Copy every entry word for word, but skip the pictures.

BEGIN DATA PROVIDED

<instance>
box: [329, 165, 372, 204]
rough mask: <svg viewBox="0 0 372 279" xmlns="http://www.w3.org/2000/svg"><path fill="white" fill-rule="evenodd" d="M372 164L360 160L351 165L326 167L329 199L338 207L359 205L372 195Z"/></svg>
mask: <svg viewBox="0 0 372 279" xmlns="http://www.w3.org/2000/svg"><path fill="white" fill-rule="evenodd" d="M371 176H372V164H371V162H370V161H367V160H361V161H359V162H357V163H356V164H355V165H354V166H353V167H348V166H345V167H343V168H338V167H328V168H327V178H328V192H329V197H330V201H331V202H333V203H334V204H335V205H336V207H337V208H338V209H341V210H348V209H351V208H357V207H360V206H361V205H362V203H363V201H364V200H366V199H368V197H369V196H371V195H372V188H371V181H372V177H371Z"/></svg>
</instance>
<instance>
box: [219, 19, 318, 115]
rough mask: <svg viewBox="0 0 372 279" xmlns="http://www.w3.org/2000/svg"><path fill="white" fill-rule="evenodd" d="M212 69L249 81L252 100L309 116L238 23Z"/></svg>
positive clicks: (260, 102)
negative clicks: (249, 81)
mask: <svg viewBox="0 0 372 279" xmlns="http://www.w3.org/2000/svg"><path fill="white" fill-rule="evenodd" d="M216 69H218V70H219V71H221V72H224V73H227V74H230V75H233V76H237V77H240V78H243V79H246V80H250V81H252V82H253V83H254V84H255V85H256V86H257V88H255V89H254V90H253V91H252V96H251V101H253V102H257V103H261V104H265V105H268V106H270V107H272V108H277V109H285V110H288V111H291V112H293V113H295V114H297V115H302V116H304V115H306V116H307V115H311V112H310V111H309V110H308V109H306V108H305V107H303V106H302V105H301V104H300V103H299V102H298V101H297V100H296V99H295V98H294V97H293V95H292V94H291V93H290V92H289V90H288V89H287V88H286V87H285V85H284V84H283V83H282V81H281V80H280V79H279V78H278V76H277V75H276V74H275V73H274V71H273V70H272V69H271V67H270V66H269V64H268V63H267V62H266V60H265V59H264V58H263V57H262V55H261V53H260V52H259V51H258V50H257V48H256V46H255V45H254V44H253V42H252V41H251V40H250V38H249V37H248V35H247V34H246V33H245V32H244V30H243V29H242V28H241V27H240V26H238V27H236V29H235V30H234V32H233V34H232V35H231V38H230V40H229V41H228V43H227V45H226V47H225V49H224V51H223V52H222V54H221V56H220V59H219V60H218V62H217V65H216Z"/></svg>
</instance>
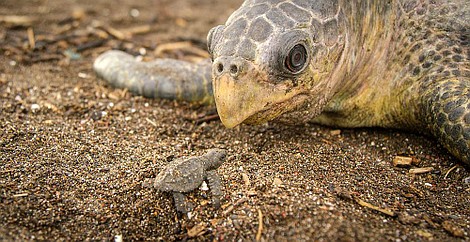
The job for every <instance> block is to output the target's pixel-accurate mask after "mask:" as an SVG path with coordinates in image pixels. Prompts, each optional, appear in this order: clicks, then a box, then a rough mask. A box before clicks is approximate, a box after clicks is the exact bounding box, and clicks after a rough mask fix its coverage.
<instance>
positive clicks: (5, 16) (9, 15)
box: [0, 15, 36, 26]
mask: <svg viewBox="0 0 470 242" xmlns="http://www.w3.org/2000/svg"><path fill="white" fill-rule="evenodd" d="M34 21H36V18H33V17H28V16H18V15H5V16H0V22H3V23H6V24H9V25H14V26H31V24H33V22H34Z"/></svg>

END DATA PROVIDED

SOLUTION FOR THIS EXERCISE:
<instance>
box: [329, 165, 372, 204]
rough mask: <svg viewBox="0 0 372 279" xmlns="http://www.w3.org/2000/svg"><path fill="white" fill-rule="evenodd" d="M372 164L360 160L351 165L326 167L329 199L338 207L359 205L372 195Z"/></svg>
mask: <svg viewBox="0 0 372 279" xmlns="http://www.w3.org/2000/svg"><path fill="white" fill-rule="evenodd" d="M371 176H372V164H371V162H370V161H367V160H361V161H359V162H357V163H356V164H355V165H354V166H353V167H348V166H345V167H343V168H338V167H328V168H327V178H328V192H329V197H330V201H331V202H333V203H334V204H335V205H336V207H337V208H338V209H341V210H348V209H351V208H357V207H360V206H361V205H362V203H363V201H364V200H366V199H368V197H369V196H371V195H372V188H371V181H372V177H371Z"/></svg>
</instance>
<instance>
box: [219, 19, 318, 115]
rough mask: <svg viewBox="0 0 372 279" xmlns="http://www.w3.org/2000/svg"><path fill="white" fill-rule="evenodd" d="M212 69L249 81L252 100L309 116L238 23Z"/></svg>
positive clicks: (260, 102)
negative clicks: (249, 81)
mask: <svg viewBox="0 0 372 279" xmlns="http://www.w3.org/2000/svg"><path fill="white" fill-rule="evenodd" d="M216 69H218V70H219V71H221V72H224V73H227V74H230V75H233V76H237V77H240V78H243V79H246V80H250V81H252V82H253V83H254V84H255V85H256V86H257V88H255V89H254V90H253V91H252V96H251V101H253V102H257V103H261V104H265V105H268V106H270V107H272V108H277V109H285V110H288V111H291V112H293V113H295V114H297V115H302V116H304V115H306V116H307V115H311V112H310V111H309V110H308V109H306V108H305V107H303V106H302V105H301V104H300V103H299V102H298V101H297V100H296V99H295V98H294V97H293V95H292V94H291V93H290V92H289V90H288V89H287V88H286V87H285V85H284V84H283V83H282V81H281V80H280V79H279V78H278V76H277V75H276V74H275V73H274V71H273V70H272V69H271V67H270V66H269V64H268V63H267V62H266V60H265V59H264V58H263V57H262V55H261V53H260V52H259V51H258V50H257V48H256V46H255V45H254V44H253V42H252V41H251V40H250V38H249V37H248V35H247V34H246V33H245V32H244V30H243V29H242V28H241V27H240V26H238V27H236V29H235V30H234V32H233V34H232V35H231V38H230V40H229V41H228V43H227V45H226V47H225V49H224V51H223V52H222V54H221V56H220V59H219V60H218V62H217V65H216Z"/></svg>
</instance>
The job for every <instance> block is to output the target's pixel-accurate mask after "mask:" as an SVG path with coordinates in image pixels. Prompts, each optional, appear in this order: clicks, then a box, then a rough mask. A box before clicks is approximate, a box after clicks is the exact bounding box, and clicks after a rough mask fix its coverage.
<instance>
positive clicks: (5, 16) (9, 15)
box: [0, 15, 36, 26]
mask: <svg viewBox="0 0 470 242" xmlns="http://www.w3.org/2000/svg"><path fill="white" fill-rule="evenodd" d="M34 21H36V18H33V17H28V16H18V15H5V16H0V22H3V23H6V24H9V25H14V26H31V24H33V22H34Z"/></svg>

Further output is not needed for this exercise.